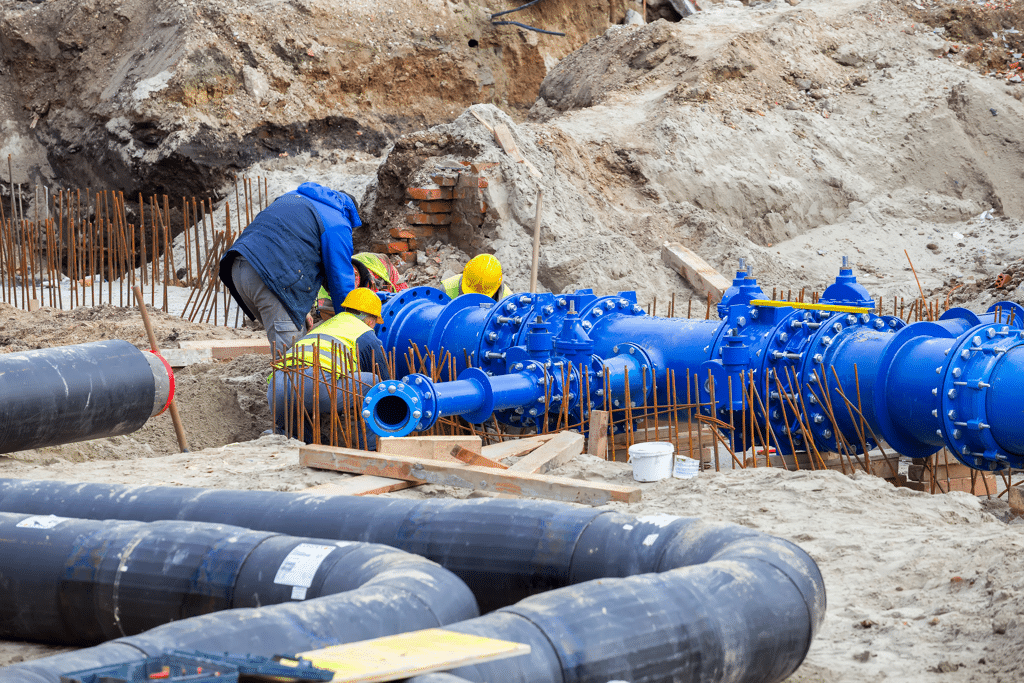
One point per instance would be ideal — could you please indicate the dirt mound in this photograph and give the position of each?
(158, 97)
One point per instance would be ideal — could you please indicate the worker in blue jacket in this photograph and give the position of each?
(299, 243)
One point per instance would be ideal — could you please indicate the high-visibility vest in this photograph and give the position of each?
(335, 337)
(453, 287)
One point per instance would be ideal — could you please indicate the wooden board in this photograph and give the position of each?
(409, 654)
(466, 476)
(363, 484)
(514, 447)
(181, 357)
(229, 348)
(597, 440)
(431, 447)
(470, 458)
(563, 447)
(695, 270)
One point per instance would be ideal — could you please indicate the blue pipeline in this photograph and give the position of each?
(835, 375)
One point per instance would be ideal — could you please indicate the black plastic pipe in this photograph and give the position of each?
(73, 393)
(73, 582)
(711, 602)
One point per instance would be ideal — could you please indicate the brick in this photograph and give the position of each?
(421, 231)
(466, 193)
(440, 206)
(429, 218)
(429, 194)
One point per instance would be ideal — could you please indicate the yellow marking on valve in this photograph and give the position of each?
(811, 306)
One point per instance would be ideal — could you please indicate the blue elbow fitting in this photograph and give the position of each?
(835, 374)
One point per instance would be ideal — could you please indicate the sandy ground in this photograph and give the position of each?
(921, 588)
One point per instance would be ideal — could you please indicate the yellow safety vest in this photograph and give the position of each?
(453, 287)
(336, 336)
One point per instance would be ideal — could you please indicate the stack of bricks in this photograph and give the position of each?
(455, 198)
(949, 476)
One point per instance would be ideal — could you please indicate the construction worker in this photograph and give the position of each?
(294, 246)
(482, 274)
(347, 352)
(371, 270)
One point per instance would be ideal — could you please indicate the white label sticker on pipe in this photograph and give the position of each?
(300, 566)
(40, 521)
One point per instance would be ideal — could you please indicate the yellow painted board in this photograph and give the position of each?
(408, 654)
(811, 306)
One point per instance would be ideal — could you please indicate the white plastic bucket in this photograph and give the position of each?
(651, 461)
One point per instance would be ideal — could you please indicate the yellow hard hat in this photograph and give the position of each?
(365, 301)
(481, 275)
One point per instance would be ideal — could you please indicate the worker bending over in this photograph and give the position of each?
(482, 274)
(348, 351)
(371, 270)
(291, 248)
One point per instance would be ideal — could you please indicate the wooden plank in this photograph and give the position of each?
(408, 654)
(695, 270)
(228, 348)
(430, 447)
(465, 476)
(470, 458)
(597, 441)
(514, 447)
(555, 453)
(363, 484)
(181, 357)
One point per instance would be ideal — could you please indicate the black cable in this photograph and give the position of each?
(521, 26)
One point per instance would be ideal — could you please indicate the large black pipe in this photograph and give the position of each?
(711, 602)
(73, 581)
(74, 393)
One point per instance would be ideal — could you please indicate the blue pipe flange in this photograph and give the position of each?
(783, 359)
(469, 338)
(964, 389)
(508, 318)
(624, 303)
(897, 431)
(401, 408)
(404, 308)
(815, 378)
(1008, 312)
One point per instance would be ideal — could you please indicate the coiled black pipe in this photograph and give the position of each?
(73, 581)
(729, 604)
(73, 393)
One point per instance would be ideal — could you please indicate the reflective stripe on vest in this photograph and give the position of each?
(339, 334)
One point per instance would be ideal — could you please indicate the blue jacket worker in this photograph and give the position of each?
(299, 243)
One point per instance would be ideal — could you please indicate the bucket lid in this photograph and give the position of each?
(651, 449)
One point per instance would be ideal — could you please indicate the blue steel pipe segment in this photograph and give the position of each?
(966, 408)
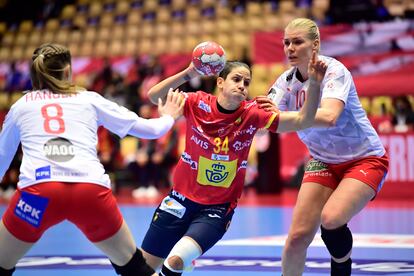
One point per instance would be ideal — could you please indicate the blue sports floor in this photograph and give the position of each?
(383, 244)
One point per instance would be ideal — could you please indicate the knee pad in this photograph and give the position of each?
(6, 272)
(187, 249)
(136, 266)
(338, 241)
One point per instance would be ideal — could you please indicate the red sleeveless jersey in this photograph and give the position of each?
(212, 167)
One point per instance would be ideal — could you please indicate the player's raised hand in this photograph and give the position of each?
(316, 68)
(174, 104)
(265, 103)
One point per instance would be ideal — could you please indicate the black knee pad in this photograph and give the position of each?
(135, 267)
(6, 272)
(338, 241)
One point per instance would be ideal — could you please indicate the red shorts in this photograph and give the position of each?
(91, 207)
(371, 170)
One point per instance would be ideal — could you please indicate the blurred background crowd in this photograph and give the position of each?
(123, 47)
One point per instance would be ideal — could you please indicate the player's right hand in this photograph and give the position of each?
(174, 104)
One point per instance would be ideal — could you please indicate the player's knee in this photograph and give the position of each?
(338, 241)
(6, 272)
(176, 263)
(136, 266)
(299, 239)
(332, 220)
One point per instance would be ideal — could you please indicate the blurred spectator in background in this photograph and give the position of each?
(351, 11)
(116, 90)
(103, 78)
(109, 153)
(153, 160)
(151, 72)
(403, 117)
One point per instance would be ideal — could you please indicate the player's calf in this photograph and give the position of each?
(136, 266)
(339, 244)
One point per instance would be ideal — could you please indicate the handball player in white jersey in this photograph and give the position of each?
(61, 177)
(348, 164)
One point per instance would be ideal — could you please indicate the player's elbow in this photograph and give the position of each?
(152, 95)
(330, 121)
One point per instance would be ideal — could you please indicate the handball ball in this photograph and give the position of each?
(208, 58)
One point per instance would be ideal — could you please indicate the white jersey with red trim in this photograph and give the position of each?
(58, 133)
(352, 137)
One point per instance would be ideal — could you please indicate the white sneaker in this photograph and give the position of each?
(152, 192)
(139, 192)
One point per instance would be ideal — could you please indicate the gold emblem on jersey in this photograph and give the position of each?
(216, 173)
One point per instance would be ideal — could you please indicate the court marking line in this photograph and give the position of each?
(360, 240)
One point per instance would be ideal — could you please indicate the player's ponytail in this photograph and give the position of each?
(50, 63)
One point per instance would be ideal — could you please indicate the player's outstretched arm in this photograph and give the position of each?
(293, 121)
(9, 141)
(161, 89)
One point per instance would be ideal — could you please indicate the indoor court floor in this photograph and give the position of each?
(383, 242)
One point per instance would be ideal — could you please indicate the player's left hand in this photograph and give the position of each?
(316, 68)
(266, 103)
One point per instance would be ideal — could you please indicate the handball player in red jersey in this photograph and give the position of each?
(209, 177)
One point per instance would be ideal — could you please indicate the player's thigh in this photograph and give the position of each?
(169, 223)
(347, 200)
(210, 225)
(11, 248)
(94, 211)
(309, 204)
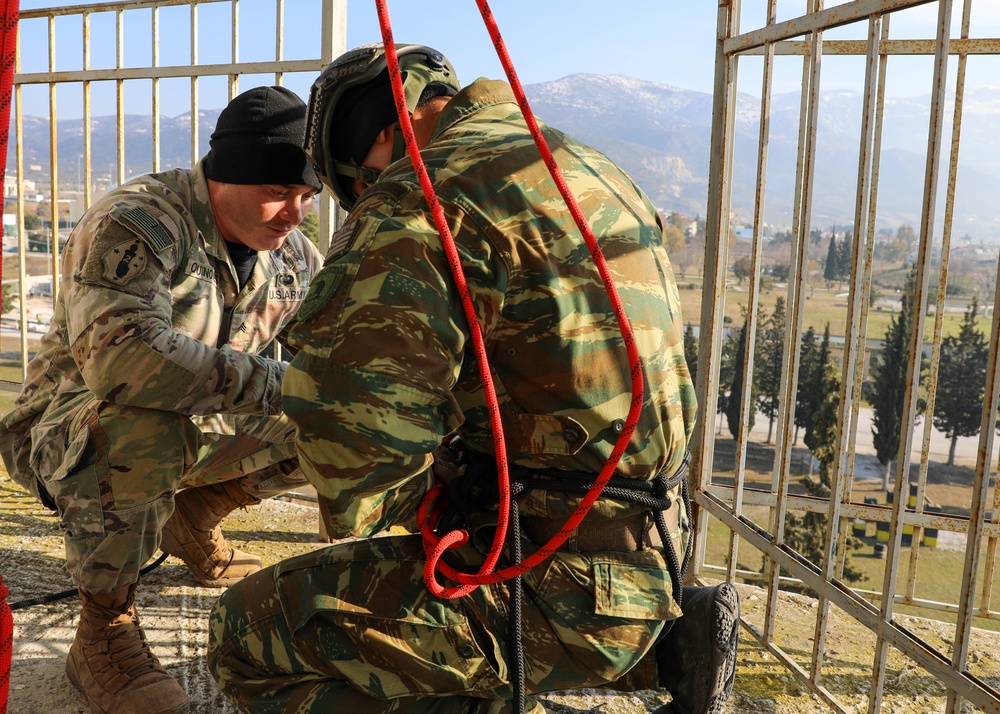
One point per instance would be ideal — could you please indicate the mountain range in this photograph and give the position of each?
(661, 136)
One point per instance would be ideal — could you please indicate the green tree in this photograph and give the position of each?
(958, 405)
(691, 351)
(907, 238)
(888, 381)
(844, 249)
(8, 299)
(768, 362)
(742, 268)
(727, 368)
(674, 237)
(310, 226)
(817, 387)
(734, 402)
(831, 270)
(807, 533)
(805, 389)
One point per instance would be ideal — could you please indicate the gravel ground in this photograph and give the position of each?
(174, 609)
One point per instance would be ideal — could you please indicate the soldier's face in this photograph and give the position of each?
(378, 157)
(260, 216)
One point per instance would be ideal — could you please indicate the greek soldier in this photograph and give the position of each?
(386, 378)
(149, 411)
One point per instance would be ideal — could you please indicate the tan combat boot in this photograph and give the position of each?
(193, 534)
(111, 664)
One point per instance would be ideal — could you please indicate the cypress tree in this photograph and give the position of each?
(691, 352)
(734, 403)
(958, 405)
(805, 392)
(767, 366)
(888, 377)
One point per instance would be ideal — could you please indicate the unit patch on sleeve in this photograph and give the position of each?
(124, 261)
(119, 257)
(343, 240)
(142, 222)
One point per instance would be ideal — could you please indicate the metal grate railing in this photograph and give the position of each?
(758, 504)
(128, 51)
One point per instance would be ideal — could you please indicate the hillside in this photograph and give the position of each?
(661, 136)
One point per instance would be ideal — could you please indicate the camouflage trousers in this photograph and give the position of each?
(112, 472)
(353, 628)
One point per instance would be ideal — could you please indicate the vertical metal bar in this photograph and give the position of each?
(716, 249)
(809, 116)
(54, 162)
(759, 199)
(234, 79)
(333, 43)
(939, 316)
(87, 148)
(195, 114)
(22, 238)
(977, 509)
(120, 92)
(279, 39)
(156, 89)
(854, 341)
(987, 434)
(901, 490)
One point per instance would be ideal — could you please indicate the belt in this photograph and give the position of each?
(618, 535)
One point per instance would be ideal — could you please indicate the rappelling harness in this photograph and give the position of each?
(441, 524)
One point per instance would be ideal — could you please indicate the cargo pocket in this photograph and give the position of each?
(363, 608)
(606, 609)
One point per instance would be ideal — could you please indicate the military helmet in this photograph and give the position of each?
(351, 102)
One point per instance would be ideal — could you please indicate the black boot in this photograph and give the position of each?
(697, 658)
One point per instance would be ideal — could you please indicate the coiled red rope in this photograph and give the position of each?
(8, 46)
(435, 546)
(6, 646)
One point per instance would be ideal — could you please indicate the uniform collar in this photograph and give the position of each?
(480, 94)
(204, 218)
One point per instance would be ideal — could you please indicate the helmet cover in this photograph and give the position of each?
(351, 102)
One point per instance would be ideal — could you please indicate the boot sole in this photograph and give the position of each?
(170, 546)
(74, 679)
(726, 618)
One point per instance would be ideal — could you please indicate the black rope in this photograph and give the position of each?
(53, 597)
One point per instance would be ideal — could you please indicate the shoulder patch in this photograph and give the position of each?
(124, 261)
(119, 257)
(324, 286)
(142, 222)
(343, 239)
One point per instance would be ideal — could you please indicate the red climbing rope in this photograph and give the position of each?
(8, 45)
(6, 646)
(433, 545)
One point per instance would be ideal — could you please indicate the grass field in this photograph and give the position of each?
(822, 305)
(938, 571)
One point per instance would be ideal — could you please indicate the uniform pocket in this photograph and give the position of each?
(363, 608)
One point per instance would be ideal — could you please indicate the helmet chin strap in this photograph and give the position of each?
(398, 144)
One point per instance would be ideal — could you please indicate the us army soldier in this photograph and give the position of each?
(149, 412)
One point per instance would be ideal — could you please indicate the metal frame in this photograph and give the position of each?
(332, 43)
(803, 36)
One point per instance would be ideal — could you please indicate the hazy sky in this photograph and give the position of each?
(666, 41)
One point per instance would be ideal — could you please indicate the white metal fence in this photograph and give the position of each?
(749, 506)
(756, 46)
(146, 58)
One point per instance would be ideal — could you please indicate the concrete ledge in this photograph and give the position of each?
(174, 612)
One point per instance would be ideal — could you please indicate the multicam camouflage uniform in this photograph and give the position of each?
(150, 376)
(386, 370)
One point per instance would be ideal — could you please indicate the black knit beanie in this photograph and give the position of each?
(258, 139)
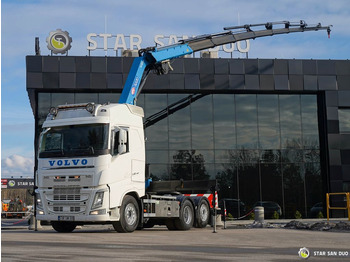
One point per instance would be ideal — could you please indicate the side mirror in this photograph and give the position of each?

################

### Given instruction:
In the part of the lines above that opens with the line containing "indicate the hazy" and closes with the last line, substitute "stone ledge" for "concrete ledge" and leave everything else unchanged. Give only those lines, without the pictures.

### The response:
One point per instance would be ideal — could you please indicate the hazy sky in this photograph and give the position of each?
(666, 41)
One point per instance would be ideal — could you please indicate the white metal fence in this photograph and give the position of each?
(749, 506)
(756, 46)
(146, 58)
One point per instance would be ideal — could you please indicate the stone ledge in this photograph and give the position of each?
(174, 612)
One point per instance would be ideal — could you please indicate the multicam camouflage uniform in this photograph and give the position of each?
(150, 376)
(386, 370)
One point per instance would be ideal — could you please indicate the black knit beanie in this photograph and give the position of each?
(258, 139)
One point per instance would be ideal — could you please indicate the side mirror in this photograph and give the position of each?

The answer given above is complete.